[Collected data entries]
## start
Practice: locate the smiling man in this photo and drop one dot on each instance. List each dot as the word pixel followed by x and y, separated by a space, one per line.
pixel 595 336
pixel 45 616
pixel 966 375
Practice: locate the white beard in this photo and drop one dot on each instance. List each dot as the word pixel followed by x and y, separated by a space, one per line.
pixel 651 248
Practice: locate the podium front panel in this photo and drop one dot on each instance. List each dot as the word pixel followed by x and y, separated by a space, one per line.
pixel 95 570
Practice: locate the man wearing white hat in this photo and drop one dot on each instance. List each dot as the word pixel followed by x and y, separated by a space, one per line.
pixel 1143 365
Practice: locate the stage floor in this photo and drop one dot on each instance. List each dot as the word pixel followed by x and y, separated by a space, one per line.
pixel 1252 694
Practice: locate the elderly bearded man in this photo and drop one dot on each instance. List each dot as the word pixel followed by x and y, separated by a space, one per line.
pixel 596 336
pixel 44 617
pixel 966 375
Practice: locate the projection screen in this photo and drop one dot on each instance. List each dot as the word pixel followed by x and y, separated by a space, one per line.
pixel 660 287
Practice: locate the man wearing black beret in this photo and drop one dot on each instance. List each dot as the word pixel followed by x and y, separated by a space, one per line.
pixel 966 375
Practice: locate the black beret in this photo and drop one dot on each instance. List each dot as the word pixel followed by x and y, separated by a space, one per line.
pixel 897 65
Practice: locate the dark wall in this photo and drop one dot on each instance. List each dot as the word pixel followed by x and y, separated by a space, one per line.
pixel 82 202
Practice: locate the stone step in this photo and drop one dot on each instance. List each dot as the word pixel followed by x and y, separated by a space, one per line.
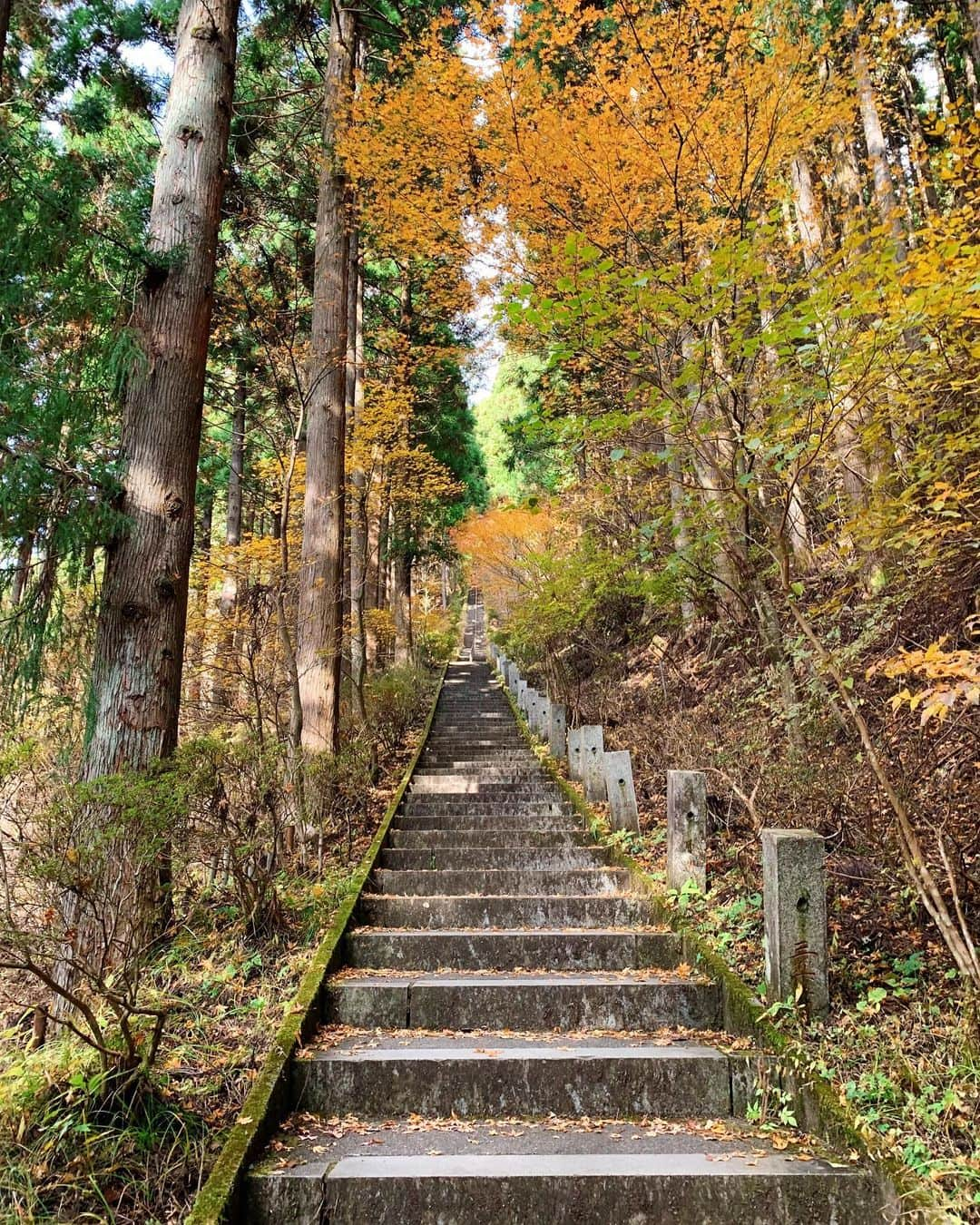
## end
Given problem »
Reproduce all of the material above word for word, omitting the picture.

Right answer »
Practice: locate the smiling man in this photo and drop one dot on each instance. List each dot as the word pixel followed by x and y, separated by a space, one per line.
pixel 595 336
pixel 45 616
pixel 966 375
Practice: locate the white beard in this photo and drop one dot on each instance. List each dot as the word pixel followed by x and y, separated by a space, one per line.
pixel 651 248
Practice: locate the podium front panel in this photo and drop one dot on each instance. List each dot as the word pixel followed by x and y, separated by a space, one per line.
pixel 95 570
Practice: locate the man wearing white hat in this photo and drop one dot on each instance. List each dot as the word pixel followed by x and y, separated by a space, one per line.
pixel 1143 365
Practice: locate the stage floor in this photo and drop one dot on each instance. List each dot as the word pixel followed by x and y, separated by a space, one per line.
pixel 1252 694
Practice: locate the elderly bearded man in this photo and drop one dot on each instance. List each dot as the word pixel followed by x and y, separated by a space, one per line.
pixel 596 336
pixel 44 617
pixel 966 375
Practice: locate the projection screen in this photo and drop one dot on each instance. List each dot as the word pixel followed by x and y, separated by a space, one per line.
pixel 660 287
Practice: locate the man wearing black beret in this photo and drop one dot on each instance. List each dot as the word pixel followed by x and y, separated by a space, one per line.
pixel 966 375
Practice: locate the black beret in this photo and drop one dot on each instance. List each dot as the word pixel followed by x and y, separated by a space, one per line.
pixel 897 65
Practice: locate the dark wall in this photo and drop one dot on each instance. List each dot as the word pixel followed by x and y, separated by a space, one per line.
pixel 82 202
Practice: locate the stone step in this photo and drop one dot on each instance. List each dot as the word pixel followed by x and y, separated by a space, one per line.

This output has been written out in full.